- [Consignes écrites]
A. D'après le texte sur les lansquenets, quel souverain les engagea pour la première fois ?
B. Prolongez le texte sur les lansquenets à partir de sa dernière phrase.

- [Extrait présenté]

Après Maintenon, changement d’époque et de décor. Partons au XVe siècle en Allemagne pour écouter une musique militaire peu connue, ou plus exactement mal connue : les chants des lansquenets.
Les lansquenets ? Pour certains, ce nom évoque une chanson en français qui parle de hauts tambours, pour d’autres, des bonshommes en tenue moulante et chamarrée portant des drapeaux, pour d’autres enfin, des soudards battus à Marignan.
Ce n’est pas faux, c’est juste un peu incomplet. Commençons donc par un petit rappel historique. Depuis la nuit des temps, les mercenaires ont existé (relisez Salammbô, c’est trois siècles avant Jésus-Christ), ces soldats de métier offrant leurs services… au plus offrant. L’avantage ? Ce sont des soldats professionnels, dont la mort est moins marquante que celle d’un conscrit et dont on peut se débarrasser facilement (en les payant ou en les « neutralisant »). L’inconvénient est qu’ils coûtent chers, qu’ils sont volontiers pillards et déserteurs.
Toujours est-il que les lansquenets sont des mercenaires allemands (le terme est inexact, en gros ils viennent des pays germaniques), qui se sont mis au service de tous les souverains d’Europe, y compris au service du Roi de France, au cours des XVe et XVIe siècles, à l’image des gardes suisses. Organisés en unités de fantassins (piquiers, arquebusiers, hallebardiers), ils furent engagés pour la première fois par Maximilien Ier (celui de la peinture de Dürer), à la fin des années 1480.

- [Enregistrements fournis]
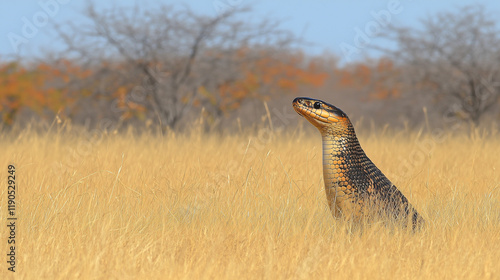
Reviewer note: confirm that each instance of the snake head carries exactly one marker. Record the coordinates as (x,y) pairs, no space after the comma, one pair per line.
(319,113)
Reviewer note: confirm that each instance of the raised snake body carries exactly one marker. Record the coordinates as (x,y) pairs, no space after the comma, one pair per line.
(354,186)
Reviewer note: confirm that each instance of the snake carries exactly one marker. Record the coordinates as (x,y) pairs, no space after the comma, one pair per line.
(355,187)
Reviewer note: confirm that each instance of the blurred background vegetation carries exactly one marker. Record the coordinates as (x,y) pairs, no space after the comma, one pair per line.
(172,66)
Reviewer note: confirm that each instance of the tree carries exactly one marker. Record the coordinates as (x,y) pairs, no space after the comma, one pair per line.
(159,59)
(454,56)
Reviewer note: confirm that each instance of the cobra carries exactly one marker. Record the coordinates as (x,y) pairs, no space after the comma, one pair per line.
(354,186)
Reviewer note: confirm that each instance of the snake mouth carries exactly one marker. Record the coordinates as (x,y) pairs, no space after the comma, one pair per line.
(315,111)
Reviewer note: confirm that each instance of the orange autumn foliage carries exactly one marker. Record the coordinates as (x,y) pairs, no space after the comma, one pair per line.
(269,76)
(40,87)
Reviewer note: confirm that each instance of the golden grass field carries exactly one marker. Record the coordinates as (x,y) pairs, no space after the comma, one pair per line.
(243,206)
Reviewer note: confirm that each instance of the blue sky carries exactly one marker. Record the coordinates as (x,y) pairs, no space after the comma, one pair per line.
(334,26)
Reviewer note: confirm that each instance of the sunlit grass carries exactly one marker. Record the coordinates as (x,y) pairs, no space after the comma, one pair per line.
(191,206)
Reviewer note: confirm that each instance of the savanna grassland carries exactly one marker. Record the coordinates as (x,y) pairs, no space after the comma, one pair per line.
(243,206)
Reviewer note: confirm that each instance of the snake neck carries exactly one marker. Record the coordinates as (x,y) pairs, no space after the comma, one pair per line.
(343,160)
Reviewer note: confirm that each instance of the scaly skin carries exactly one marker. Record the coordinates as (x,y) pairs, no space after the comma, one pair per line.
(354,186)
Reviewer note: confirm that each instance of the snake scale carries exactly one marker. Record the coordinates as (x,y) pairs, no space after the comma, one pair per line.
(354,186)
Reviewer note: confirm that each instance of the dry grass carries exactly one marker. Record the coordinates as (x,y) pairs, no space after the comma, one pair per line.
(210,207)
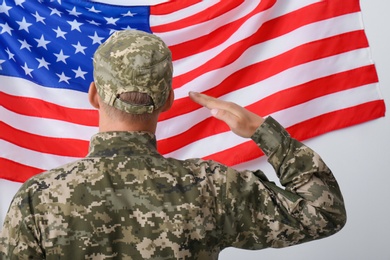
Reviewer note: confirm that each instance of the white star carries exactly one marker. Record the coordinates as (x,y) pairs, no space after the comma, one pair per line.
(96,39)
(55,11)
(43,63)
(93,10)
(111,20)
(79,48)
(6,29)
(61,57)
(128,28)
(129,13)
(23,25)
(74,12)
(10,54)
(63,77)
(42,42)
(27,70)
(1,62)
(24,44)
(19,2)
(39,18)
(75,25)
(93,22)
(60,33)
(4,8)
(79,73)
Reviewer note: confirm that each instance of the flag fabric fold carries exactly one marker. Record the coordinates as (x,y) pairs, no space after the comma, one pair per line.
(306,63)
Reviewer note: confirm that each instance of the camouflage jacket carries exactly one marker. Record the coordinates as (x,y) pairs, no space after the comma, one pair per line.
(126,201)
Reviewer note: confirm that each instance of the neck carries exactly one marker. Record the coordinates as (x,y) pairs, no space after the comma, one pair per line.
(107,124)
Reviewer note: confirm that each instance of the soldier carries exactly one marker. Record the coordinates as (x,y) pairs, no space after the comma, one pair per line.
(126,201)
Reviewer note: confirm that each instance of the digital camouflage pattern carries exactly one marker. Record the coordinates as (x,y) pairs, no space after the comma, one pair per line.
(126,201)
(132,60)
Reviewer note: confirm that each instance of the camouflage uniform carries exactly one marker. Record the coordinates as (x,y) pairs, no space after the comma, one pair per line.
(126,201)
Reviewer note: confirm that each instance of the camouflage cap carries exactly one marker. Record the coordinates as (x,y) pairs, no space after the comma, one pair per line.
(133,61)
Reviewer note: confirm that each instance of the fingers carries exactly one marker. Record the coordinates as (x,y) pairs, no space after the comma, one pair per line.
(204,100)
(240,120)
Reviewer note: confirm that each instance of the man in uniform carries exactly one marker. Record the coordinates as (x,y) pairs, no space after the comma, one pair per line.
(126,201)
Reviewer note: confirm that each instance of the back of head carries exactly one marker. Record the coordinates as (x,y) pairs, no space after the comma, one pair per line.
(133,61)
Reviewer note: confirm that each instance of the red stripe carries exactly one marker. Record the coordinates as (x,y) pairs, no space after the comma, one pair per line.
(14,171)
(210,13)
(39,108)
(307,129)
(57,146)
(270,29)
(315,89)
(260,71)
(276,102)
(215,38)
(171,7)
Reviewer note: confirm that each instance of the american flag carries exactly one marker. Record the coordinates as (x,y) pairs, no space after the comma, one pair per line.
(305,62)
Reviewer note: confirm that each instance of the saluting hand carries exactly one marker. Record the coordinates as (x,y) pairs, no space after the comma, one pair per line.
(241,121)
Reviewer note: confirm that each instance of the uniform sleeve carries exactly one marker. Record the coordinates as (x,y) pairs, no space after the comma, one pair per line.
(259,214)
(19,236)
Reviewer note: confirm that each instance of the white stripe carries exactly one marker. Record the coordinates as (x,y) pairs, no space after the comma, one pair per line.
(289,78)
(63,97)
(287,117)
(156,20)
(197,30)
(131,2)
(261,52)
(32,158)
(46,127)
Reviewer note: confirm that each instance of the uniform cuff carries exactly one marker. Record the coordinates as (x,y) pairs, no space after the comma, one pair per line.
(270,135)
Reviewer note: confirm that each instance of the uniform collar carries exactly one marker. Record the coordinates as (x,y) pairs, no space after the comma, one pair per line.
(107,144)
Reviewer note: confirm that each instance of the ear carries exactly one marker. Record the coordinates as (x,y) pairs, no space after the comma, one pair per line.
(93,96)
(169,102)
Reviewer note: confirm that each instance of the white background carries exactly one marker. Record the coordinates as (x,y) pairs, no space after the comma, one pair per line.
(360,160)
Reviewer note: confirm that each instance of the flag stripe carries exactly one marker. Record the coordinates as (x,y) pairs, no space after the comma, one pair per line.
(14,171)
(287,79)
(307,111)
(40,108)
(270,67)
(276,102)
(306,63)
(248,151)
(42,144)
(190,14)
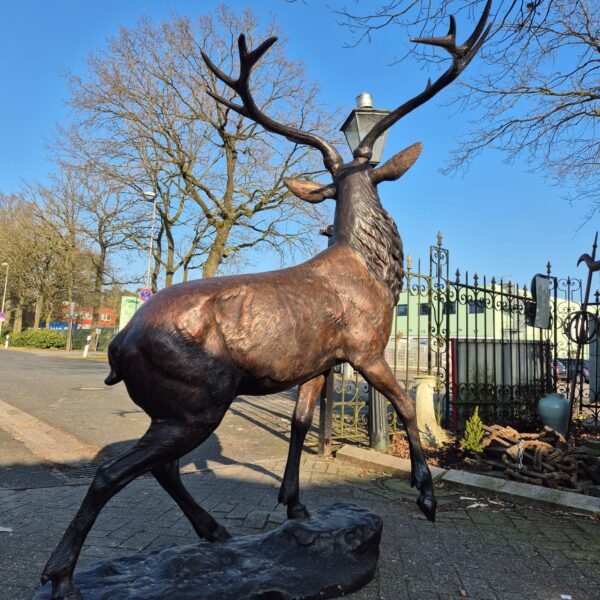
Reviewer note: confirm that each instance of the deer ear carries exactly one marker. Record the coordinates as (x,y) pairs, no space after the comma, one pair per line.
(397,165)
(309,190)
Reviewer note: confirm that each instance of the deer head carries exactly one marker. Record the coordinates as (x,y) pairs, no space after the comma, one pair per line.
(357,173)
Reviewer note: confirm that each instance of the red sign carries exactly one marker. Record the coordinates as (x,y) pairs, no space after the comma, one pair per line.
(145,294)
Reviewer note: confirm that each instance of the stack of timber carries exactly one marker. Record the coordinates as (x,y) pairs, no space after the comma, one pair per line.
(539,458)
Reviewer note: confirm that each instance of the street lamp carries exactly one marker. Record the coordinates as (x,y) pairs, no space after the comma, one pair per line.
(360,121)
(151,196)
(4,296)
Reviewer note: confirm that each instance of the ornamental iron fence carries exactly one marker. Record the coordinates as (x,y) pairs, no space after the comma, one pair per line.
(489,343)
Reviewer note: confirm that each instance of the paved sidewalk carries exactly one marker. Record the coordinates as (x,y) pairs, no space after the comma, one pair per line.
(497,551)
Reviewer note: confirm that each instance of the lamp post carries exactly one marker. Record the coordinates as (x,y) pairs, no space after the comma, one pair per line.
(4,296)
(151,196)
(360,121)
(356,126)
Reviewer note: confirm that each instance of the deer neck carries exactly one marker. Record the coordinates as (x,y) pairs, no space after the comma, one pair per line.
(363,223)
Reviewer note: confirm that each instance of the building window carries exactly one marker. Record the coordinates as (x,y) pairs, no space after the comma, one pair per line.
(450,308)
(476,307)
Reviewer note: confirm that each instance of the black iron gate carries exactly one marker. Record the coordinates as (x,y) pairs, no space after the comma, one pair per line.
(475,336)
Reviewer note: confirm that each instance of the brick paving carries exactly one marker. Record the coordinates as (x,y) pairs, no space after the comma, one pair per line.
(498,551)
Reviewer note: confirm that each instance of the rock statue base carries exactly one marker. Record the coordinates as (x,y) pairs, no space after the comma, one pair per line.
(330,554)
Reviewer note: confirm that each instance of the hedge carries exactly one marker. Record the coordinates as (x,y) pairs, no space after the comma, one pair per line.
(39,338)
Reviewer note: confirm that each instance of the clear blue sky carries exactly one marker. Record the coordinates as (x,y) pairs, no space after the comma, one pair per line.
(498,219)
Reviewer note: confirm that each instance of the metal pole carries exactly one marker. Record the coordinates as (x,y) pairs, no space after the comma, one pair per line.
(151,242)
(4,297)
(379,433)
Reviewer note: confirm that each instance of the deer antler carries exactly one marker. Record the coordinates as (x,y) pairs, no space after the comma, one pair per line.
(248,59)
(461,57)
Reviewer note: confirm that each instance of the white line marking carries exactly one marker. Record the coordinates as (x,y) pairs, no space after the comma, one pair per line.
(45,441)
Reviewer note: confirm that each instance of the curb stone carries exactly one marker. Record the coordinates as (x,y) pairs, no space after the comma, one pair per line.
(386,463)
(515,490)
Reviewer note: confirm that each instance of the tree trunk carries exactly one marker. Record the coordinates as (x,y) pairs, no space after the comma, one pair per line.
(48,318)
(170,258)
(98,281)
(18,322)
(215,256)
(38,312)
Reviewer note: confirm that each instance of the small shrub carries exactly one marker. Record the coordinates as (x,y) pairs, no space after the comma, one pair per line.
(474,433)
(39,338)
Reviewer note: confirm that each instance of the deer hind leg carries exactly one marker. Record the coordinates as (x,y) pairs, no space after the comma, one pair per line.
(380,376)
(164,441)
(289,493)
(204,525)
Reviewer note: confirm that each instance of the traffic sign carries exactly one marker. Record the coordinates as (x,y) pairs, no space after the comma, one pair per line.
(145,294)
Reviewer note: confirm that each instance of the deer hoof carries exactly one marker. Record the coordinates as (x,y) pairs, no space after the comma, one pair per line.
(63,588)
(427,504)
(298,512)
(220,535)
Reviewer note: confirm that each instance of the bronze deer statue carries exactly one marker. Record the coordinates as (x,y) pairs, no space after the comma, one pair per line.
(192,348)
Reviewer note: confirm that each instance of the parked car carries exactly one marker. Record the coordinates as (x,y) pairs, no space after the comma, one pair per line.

- [Réponses par consigne]
A. Maximilien Ier, à la fin des années 1480.

B.
Il faut avouer, souvent, les lansquenets étaient des soudards sans foi, ni loi, avides de pillages et de rapines. Mais leur efficacité au combat était reconnue. Ils ont diffusé, avec les Suisses, l’usage de la longue pique, capable de briser une charge de cavalerie et, dit-on l’usage du tambour au combat. Les plus riches d’entre eux tenaient à montrer leur liberté absolue et leur arrogance en s’habillant de manière assez extravagante : des collants aux couleurs différentes, des crevés, de larges chapeaux à grandes plumes… qui ont même influencé la mode civile. Toute une mythologie est rapidement née autour du lansquenet, personnage haut en couleur, héros brave et courageux, aimant la guerre, le vin et les femmes…
Ces soldats chantaient. Et comme dans toutes les armées du monde, le répertoire devait être formé de chants de marche, de chants de taverne, de chants tristes, d’autres joyeux. On pense qu’ils étaient accompagnés de percussions, les fameux tambours, de fifres, voire d’autres instruments. Comme toute mélodie populaire de cette époque les textes et les mélodies sont forcément fluctuants et les sources scripturaires rares. Néanmoins, certains airs sont parvenus jusqu’à nous.
Le corpus a été largement complété, le mythe du lansquenet aidant à diffuser les nouveautés : de nombreux chants militaires écrits plusieurs siècles plus tard ont pour sujet les lansquenets, ou bien sont faussement attribués à cette époque. Vous allez vous en rendre compte avec les extraits présentés.
Les airs peuvent être martiaux, guerriers, aidant à la marche ou donnant du cœur avant la bataille. D’autres sont plus tristes, les mêmes thèmes revenant irrémédiablement : la nostalgie du pays natal, l’éloignement de la famille, la misère et les vicissitudes du soldat, loin de la caricature de la soldatesque haineuse et sans cœur. La simplicité des mélodies, belles et rythmées, alliée à l’image du lansquenet, « chevalier du peuple » de l’après Moyen-Age, ont permis une large diffusion à travers les siècles et l’Europe. Les chants des lansquenets ont été à l’origine de nombreux chants de l’armée allemande… mais aussi française, un véritable patrimoine européen qu’il est bon d’écouter et faire connaître.
Quelques exemples
Wir zogen in Das Feld – Nous étions partis sur le champ (de bataille) – Ce chant fut composé en 1540 en Italie du Nord. C’est un authentique chant de lansquenets, chanté jusque récemment, repris par le Père Doncoeur après sa captivité et adapté en français sous le nom de Kyrie des Gueux.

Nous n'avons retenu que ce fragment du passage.